本文抜粋:

........

2022 Volume 64 Issue 7 Pages 1393
【背景と目的】超音波内視鏡ガイド下穿刺生検(EUS-FNB)の診断能に対する迅速細胞診(Rapid On-site Evaluation:ROSE)の有用性は,ランダム化試験で検討されたことが無い.この試験は,充実性膵病変(Solid Pancreatic Lesions:SPL)におけるEUS-FNBの良悪性診断能においてROSE無しの非劣性を検証することを目的としている.
【方法】非劣性試験(非劣性マージン,5%)は,8カ国・14のセンターで実施された.組織採取を要するSPLの患者は,新規FNB針を使用し,ROSEの有無に関してはランダムに割り当てられた(1:1).ROSEにはタッチインプリント細胞診法を用いた.主要評価項目は良悪性診断能であり,副次評価項目は安全性,コア組織の採取率,検体の品質,および手技時間であった.
【結果】800人の患者が18カ月の期間にわたって無作為化され,771人が解析された(ROSEあり;385人,ROSEなし;386人).診断精度は両群で同等であった(ROSEあり;96.4%,ROSEなし;97.4%,P=.396).ROSE無しの非劣性は,1.0%の絶対リスク差で確認された(片側90%信頼区間,-1.1%から3.1%;非劣性P<.001).安全性および検体品質は,両群で同等であった.組織コア率(70.7%対78.0%,P=.021)はROSE無し群で有意に高く,平均手技時間(17.9±8.8対11.7±6.0分,P<.0001)は有意に短かかった.
【結論】EUS-FNBは,ROSEの有無とは無関係にSPLに対し高い診断精度を示した.新規FNB針を使用する場合,ROSEを常に行うことは推奨されない.

........

提示資料:
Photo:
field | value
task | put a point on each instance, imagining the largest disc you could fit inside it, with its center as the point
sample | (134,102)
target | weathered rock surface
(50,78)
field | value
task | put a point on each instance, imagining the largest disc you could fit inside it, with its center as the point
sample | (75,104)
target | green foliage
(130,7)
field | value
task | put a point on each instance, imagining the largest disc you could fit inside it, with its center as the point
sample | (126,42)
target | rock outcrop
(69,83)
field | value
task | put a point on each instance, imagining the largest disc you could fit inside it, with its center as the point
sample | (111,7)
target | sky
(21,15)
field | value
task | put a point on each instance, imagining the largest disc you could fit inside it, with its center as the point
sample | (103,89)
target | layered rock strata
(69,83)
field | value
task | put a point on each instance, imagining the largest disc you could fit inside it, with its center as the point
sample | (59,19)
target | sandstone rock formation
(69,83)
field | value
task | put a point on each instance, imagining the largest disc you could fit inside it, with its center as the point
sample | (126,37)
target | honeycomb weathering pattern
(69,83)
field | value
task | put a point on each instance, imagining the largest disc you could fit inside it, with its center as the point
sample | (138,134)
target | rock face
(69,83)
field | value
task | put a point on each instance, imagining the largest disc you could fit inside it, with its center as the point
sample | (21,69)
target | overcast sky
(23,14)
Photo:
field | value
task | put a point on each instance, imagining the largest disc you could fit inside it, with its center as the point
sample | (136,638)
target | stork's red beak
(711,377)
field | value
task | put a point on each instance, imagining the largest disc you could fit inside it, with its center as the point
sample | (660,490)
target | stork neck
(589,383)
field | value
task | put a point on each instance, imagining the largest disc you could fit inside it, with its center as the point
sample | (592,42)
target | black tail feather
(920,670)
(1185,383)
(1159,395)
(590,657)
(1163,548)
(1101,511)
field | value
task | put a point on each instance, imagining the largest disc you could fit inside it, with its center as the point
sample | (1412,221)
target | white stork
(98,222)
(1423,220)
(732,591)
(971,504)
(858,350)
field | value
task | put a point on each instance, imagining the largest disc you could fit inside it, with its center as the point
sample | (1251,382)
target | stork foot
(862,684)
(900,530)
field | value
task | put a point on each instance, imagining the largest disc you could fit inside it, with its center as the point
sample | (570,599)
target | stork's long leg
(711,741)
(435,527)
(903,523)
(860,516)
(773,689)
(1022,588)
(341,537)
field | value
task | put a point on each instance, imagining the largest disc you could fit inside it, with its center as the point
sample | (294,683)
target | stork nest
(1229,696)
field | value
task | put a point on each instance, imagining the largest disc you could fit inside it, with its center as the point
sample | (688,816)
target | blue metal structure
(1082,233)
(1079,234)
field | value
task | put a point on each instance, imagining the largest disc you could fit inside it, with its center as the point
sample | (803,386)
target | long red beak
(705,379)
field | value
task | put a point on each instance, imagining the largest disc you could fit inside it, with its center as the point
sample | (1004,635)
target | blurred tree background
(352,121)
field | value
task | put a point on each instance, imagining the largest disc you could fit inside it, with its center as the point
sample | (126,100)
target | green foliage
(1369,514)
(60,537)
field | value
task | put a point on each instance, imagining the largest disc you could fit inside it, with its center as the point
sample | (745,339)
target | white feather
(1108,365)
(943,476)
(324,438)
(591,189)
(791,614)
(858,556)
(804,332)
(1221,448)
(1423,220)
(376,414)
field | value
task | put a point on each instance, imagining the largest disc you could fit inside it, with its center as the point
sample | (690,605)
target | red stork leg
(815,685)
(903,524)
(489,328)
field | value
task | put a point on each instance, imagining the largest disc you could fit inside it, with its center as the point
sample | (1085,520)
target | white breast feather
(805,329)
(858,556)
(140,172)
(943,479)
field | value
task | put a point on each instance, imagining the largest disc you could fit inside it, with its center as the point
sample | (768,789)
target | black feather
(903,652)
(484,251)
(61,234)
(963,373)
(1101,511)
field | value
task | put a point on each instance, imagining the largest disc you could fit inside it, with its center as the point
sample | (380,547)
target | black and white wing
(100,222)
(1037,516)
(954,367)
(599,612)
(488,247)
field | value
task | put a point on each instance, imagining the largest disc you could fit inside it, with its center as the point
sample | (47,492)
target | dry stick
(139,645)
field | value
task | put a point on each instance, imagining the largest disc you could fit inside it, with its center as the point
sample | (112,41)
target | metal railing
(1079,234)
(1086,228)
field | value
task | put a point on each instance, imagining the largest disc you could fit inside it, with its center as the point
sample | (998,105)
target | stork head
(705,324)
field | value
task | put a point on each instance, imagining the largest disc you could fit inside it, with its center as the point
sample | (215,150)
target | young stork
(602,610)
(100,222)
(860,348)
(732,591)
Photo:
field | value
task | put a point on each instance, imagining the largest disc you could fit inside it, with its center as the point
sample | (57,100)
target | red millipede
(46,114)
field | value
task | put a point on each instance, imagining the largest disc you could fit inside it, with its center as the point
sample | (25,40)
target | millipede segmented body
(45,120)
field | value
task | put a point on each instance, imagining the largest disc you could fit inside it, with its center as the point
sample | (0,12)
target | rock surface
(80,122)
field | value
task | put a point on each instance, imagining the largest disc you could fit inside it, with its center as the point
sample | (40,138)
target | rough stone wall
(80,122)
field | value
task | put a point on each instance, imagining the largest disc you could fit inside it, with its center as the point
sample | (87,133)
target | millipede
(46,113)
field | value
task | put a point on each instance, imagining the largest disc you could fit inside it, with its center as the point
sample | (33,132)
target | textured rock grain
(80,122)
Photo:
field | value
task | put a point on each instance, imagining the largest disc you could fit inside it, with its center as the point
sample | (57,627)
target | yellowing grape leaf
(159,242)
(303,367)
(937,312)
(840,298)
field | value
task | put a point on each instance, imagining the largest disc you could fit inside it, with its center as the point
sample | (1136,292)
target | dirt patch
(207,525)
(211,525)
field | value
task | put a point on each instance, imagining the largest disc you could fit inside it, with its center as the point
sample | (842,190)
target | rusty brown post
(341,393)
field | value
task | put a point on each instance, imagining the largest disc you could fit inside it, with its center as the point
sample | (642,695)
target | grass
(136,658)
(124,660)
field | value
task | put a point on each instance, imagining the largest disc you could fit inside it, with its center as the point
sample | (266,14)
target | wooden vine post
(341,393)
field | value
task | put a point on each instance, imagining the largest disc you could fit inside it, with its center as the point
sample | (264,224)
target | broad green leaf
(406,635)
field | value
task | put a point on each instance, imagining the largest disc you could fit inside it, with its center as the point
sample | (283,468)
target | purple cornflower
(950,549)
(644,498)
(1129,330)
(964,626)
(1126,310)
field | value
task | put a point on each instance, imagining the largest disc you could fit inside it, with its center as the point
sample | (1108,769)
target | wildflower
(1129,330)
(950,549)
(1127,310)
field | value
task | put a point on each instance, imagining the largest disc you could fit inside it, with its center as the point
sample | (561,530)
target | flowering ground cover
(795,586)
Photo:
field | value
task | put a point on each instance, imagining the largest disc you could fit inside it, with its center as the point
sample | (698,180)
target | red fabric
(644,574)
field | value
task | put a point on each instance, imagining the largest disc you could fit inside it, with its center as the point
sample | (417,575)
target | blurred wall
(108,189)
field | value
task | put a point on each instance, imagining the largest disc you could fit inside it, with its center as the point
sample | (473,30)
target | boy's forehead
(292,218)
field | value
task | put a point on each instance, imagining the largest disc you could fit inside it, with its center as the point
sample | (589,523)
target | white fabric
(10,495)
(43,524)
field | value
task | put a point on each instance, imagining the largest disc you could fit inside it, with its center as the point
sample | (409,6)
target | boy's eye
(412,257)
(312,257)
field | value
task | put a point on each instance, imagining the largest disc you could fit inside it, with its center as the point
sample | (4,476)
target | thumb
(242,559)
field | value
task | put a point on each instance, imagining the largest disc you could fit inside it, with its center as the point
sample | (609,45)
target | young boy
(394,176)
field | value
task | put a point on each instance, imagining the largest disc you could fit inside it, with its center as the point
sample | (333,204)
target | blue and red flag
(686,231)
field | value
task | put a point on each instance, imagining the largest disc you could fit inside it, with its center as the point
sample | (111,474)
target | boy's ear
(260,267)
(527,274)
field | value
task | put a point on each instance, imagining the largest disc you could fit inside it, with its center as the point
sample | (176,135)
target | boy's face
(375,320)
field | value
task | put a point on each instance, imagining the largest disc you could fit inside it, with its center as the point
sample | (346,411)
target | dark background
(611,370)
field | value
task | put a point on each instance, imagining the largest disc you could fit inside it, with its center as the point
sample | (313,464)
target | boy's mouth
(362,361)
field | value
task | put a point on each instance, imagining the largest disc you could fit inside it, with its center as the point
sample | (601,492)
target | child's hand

........

問題: EUS-FNBとROSEについての文章を、最後の文の後から続けて書いてもらえますか? 資料は使わなくてかまいません。

解答:
本論文は膵腫瘍に対する新規EUS-FNB穿刺針を使用した際の良悪性診断能におけるROSEの有用性を比較する国際間での多施設ランダム化比較試験である.最終的に771人の患者が無作為に割付けられたうえで穿刺が行われ,ROSE無し群の非劣性が証明されている.また検査時間の短縮,コア組織採取率でもROSE無し群が有意差をもってその有用性を証明された.そのため筆者らは新規FNB針を用いる際にはROSE併用は推奨されないと結論している.ただし,本研究に対しては否定的なコメントも寄せられており,穿刺方法や回数に関する規定が無いこと,腫瘍のサイズや部位における検討が不十分であること,参加施設がエキスパートのみであり,診断能に差が出なかった可能性があることなどが指摘されている.本試験の結果からは,膵充実性病変の良悪性診断において,新規FNB針をエキスパートが用いる場合にはROSEは必ずしも必要では無いということが言えるが,非熟練者が穿刺を行う際や膵鉤部などの穿刺が困難な部位は今後検討の余地があると言うべきであろう.